=== GIVEN TEXT ===

May 31, 2013 at 10:37 pm

Just One Coutinho

Coutinho-Liverpool-Wallpaper

Just under six weeks ago I wrote on Twitter that Philippe Coutinho “has the potential to be even better than Suarez” and that he is “arguably the best signing we’ve made in a decade, and possibly even longer”.

At the time, the responses I got were a mix of people claiming it was too early to call, and others telling me that while good, he wasn’t yet a patch on Luis Suarez. Just a month and a half and several scintillating performances later, and the mood has shifted somewhat.

On this week’s The Anfield WrapNeil Atkinson et al had such high praise for the little Brazilian that you could be forgiven for thinking Suarez had moved on already, going as far as calling for Rodgers to build the side around him. Some might think it still too soon to make such judgements, but in Suarez’s absence Coutinho has already shown he has the ability to pull the attacking strings, and already looks like one of, if not the best passer in the league at just 20.

In chess, Knights are unique in their ability to jump over opposition pieces, unlocking defences and providing a penetration into opposition ranks that other pieces cannot give. Move a bishop out wide, and nothing is lost – their range inwards is increased just as their reach outwards is diminished, but as experienced chess players know, you don’t move your Knights to the side of the board where half their moves are lost. Coutinho’s ability to see and execute sublime through-balls is similar to the defence-cracking ability of Knights. The more options you give him, the more damage he can do. From the left, he’s forced to play either forward or infield, but deployed centrally and he can pick out targets to either side or ahead, slicing through defences in a way others players only dream they could.

=== PROVIDED INFORMATION ===

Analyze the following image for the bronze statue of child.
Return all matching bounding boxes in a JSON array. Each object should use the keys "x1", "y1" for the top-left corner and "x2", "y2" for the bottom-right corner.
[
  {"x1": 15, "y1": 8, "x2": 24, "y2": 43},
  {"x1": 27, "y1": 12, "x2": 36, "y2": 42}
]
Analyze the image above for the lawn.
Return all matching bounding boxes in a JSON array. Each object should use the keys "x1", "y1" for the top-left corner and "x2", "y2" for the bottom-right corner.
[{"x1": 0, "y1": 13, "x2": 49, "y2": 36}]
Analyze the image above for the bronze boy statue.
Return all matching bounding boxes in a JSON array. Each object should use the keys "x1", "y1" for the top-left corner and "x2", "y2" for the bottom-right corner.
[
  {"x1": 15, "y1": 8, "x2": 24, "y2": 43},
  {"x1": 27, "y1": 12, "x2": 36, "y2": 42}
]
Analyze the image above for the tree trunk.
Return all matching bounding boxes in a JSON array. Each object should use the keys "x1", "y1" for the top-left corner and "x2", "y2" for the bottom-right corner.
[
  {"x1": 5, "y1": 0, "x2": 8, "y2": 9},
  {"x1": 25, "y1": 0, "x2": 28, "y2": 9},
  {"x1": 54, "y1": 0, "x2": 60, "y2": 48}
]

===

## WORK TO COMPLETE
a) Copy out the Coutinho post starting at "Coutinho-Liverpool-Wallpaper" and ending at "has shifted somewhat.", putting "Facebook" in place of "Twitter".
b) Write the next part of the Coutinho post, picking up after its final sentence.

## SOLVED PROBLEMS
a)
Coutinho-Liverpool-Wallpaper

Just under six weeks ago I wrote on Facebook that Philippe Coutinho “has the potential to be even better than Suarez” and that he is “arguably the best signing we’ve made in a decade, and possibly even longer”.

At the time, the responses I got were a mix of people claiming it was too early to call, and others telling me that while good, he wasn’t yet a patch on Luis Suarez. Just a month and a half and several scintillating performances later, and the mood has shifted somewhat.

b)
But the key to getting the most from Coutinho is two-fold. As much as players we need players ahead and to either side of him to finish the chances he creates, two players are required in behind him to make sure he isn’t bullied and provide the solid platform for him to play from. One must be an enforcer whose job is to shield the defence and win possession back, while the second provides the glue in midfield and supplies the main creator.

It was once Xabi Alonso feeding Steven Gerrard (with Mascherano winning possession), but the older and less mobile Gerrard now performs a role similar to that Xabi used to play. His ability to see a pass and get play moving quickly should make him ideal for taking the ball from deep and feeding it to Coutinho to do the damage further forward. When Gerrard eventually follows Carragher into retirement, it could be Joe Allen binding the play through the middle, but while the captain still has plenty to offer, it’s hard to see him making way next season. One player who could is Lucas Leiva, especially if Coutinho is given a more central role. With a player as diminutive as Coutinho as one of the three midfielders, and Gerrard not the physical presence he once was, the most defensive of the trio needs to compensate, and the post-injuries Lucas is neither the biggest or most mobile defensive midfielder.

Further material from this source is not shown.